[Excerpts from a dataset]
· · · ·
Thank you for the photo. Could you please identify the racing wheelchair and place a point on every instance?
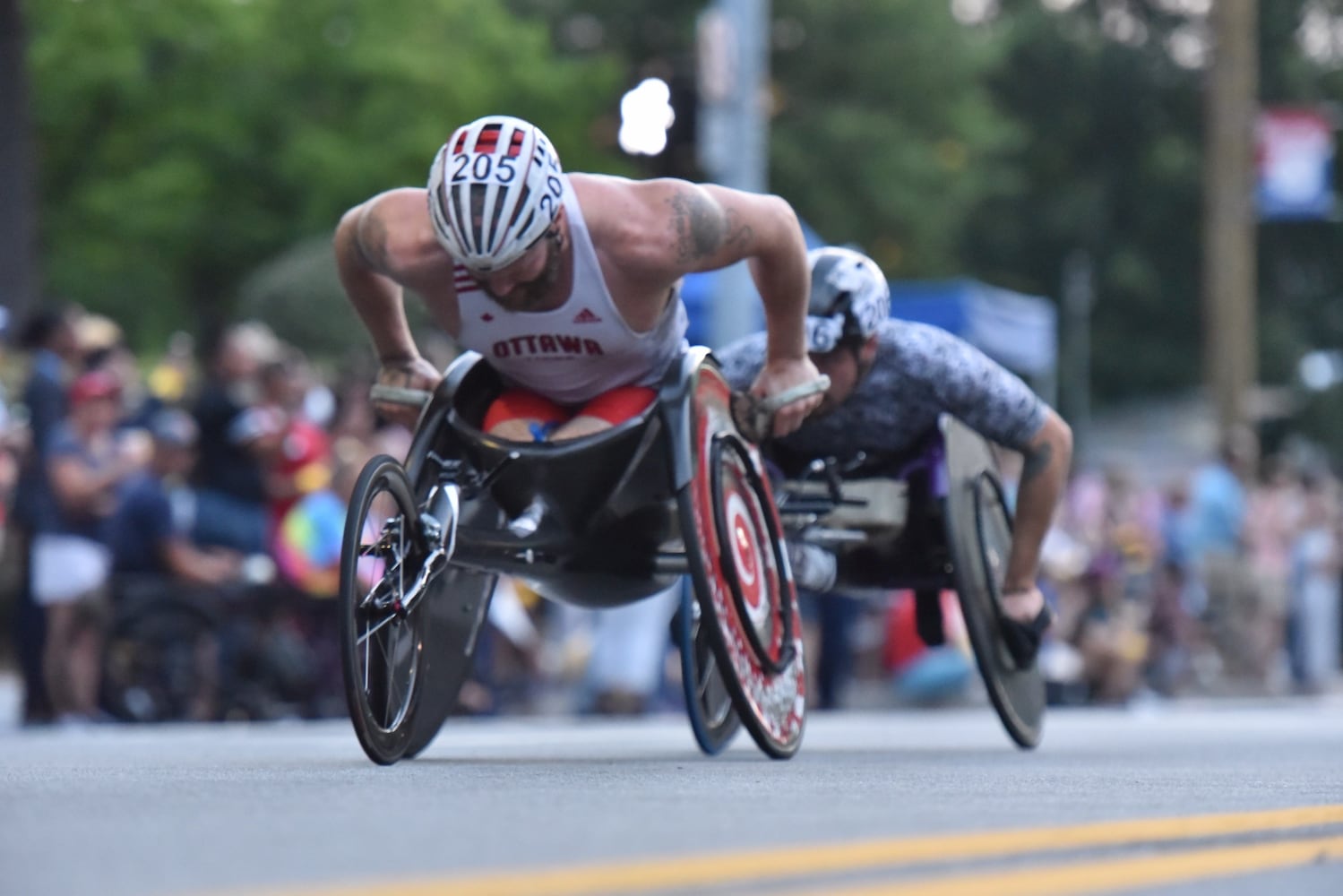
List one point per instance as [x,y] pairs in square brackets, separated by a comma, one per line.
[930,519]
[597,521]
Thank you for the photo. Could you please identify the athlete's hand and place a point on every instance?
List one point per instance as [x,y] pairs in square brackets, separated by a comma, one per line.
[412,373]
[779,376]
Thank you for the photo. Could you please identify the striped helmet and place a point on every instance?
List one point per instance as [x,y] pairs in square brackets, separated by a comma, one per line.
[849,297]
[493,191]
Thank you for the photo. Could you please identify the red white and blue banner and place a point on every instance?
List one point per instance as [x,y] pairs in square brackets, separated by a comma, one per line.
[1295,163]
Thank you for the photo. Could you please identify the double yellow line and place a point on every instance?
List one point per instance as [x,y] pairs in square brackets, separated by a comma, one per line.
[790,864]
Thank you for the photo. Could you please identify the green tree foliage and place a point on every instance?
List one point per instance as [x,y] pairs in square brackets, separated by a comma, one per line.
[885,134]
[183,142]
[1112,166]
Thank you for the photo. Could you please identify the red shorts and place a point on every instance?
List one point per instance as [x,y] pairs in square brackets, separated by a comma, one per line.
[616,406]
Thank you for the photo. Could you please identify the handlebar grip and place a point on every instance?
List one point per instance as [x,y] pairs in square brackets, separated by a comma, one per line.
[399,395]
[755,417]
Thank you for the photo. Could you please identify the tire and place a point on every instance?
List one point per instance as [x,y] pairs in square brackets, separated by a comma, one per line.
[382,643]
[708,702]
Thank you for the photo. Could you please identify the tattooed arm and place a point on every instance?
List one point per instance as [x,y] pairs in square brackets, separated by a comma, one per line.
[380,245]
[672,228]
[1047,458]
[710,228]
[366,263]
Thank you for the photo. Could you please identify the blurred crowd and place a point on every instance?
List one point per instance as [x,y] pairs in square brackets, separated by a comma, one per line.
[198,497]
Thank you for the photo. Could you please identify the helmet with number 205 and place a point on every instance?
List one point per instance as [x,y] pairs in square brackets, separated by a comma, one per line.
[493,191]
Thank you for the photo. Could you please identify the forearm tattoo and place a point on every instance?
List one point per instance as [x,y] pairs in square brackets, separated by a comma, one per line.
[702,228]
[1037,461]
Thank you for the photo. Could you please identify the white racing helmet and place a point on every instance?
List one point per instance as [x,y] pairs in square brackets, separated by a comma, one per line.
[849,297]
[493,191]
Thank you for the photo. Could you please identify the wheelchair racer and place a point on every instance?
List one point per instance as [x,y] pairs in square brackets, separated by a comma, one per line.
[890,381]
[568,285]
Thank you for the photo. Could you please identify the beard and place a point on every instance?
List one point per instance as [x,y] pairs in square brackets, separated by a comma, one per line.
[535,293]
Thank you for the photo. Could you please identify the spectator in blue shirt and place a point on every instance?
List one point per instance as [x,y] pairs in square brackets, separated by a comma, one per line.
[150,532]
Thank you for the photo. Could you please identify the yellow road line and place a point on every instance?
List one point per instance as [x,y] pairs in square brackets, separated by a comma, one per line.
[794,861]
[1114,874]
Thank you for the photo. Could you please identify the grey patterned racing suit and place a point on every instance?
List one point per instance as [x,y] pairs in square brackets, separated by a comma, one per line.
[920,371]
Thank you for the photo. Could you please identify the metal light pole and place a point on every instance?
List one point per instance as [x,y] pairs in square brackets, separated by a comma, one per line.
[734,59]
[1229,223]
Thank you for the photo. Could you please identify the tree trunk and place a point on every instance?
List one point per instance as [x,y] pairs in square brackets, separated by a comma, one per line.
[18,191]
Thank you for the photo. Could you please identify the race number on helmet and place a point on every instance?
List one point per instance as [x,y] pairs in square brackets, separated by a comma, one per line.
[849,297]
[493,191]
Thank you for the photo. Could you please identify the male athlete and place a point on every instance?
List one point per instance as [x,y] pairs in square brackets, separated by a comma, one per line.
[890,381]
[568,285]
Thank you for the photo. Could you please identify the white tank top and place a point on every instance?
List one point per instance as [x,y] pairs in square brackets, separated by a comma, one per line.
[579,349]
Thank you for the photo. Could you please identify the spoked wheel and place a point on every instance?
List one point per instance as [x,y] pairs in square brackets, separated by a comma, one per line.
[161,664]
[979,535]
[748,606]
[382,635]
[707,700]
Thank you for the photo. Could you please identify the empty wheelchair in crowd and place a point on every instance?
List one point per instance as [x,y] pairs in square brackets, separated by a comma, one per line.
[930,519]
[597,521]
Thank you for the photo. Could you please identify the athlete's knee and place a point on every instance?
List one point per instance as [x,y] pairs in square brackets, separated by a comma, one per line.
[619,405]
[522,417]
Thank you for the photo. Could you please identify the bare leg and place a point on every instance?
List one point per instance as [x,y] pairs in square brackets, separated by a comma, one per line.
[85,668]
[56,659]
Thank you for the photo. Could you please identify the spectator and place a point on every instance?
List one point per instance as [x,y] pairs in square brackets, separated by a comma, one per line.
[1313,648]
[70,560]
[1217,551]
[147,535]
[295,452]
[50,336]
[230,487]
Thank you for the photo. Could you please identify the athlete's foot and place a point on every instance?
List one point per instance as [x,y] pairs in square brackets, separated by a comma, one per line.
[1025,619]
[1023,605]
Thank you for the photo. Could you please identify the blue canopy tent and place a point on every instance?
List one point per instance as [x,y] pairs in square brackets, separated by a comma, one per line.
[1020,332]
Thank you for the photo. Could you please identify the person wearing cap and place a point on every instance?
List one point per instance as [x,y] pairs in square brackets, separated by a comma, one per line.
[567,284]
[150,532]
[890,381]
[48,335]
[70,559]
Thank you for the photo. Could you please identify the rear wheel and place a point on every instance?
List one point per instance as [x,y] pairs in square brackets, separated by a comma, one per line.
[382,640]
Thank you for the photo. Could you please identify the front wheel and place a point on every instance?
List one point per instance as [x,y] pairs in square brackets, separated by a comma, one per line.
[382,638]
[708,702]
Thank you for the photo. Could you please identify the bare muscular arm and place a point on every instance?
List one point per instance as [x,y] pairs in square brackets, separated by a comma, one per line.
[1044,473]
[363,260]
[712,228]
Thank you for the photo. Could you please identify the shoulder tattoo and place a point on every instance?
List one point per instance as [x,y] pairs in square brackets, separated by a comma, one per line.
[371,242]
[702,228]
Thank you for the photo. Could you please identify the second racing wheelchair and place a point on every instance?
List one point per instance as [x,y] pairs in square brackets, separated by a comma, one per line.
[927,520]
[597,521]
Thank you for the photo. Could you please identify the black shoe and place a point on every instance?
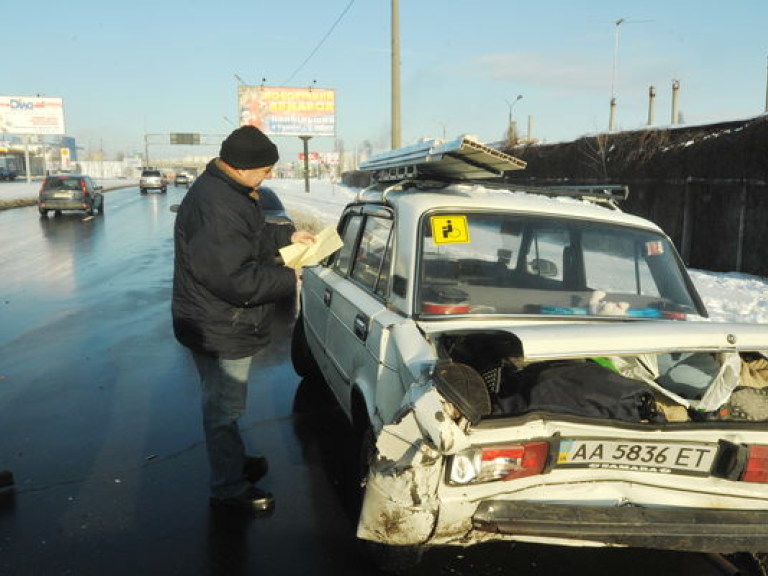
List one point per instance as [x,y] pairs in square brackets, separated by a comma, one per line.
[255,468]
[252,500]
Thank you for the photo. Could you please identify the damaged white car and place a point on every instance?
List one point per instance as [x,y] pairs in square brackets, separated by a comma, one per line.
[532,367]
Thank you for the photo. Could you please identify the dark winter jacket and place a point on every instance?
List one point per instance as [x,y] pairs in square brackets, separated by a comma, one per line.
[225,276]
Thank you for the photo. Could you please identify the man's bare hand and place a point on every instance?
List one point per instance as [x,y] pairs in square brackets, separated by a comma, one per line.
[302,237]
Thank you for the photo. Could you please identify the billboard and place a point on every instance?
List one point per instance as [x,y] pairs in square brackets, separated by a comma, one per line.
[331,158]
[31,115]
[288,111]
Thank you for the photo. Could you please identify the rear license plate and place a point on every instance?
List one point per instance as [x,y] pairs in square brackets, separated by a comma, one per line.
[689,458]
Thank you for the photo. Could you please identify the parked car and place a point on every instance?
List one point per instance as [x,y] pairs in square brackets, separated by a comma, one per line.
[70,192]
[152,180]
[181,179]
[531,365]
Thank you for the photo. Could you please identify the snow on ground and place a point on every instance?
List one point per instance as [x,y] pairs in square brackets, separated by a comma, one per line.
[729,296]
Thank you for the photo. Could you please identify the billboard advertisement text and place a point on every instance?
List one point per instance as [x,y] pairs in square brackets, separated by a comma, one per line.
[288,111]
[31,115]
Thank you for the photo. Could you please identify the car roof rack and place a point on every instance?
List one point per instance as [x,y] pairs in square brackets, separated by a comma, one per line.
[599,193]
[461,159]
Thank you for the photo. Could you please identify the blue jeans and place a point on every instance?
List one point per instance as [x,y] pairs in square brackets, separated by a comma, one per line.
[225,388]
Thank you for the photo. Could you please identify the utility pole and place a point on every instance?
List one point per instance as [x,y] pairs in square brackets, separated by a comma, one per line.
[612,117]
[395,74]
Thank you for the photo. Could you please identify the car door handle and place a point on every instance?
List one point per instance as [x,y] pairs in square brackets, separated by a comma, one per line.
[361,327]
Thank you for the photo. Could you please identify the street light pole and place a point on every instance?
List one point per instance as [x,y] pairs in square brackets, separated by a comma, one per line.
[612,116]
[395,74]
[511,128]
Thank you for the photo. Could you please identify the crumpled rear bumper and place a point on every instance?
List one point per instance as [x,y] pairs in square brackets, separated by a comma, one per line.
[684,529]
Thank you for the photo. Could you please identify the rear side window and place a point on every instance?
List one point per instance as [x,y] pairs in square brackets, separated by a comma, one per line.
[349,236]
[371,266]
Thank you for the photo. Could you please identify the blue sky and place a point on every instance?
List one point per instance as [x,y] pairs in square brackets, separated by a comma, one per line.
[126,69]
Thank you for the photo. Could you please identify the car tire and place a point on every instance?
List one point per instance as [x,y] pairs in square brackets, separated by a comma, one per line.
[303,360]
[387,559]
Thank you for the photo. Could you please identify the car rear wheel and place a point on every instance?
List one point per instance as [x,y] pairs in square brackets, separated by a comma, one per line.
[303,361]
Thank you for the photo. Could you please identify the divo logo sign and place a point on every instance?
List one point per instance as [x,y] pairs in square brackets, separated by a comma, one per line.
[21,105]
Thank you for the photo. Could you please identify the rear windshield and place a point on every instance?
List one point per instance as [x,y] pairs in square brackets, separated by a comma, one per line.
[511,264]
[62,184]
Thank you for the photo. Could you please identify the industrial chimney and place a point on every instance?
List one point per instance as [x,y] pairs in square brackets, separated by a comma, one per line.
[675,103]
[651,105]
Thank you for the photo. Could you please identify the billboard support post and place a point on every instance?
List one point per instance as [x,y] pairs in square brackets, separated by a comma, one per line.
[306,140]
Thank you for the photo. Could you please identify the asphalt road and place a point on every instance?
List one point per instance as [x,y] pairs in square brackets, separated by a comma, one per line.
[100,425]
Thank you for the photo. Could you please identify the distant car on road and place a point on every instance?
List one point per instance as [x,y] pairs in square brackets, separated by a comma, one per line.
[274,211]
[70,192]
[152,180]
[182,179]
[7,174]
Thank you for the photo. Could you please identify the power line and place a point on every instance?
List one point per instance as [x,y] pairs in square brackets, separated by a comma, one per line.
[308,58]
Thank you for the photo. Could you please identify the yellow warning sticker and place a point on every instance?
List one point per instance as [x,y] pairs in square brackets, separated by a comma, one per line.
[450,229]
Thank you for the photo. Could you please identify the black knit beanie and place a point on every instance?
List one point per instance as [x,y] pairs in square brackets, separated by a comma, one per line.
[248,147]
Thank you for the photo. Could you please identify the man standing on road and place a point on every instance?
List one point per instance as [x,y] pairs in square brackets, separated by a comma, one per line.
[225,283]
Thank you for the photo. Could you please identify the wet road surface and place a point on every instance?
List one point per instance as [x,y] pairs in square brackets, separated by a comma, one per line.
[100,425]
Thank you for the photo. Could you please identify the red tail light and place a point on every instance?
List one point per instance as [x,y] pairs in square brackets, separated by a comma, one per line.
[499,463]
[756,469]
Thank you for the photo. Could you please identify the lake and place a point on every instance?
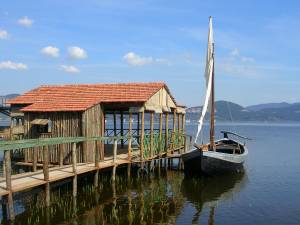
· · · ·
* Directions for this task: Would you please filter the lines above and copy every one that includes "tire"?

* Output below:
Thank you for the photo. Could you please identify the tire and place a point on every instance?
Thank you for the photo. Could you please identify the car tire and place a point on every instance?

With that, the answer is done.